WHAT YOU NEED TO DO: Every line in the listing below that holds the word "column" should be returned.

GIVEN RECORDS:

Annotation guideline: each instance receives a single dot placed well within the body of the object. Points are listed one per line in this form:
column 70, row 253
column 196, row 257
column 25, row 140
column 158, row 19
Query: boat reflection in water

FINISHED EXERCISE:
column 70, row 253
column 196, row 257
column 25, row 140
column 158, row 19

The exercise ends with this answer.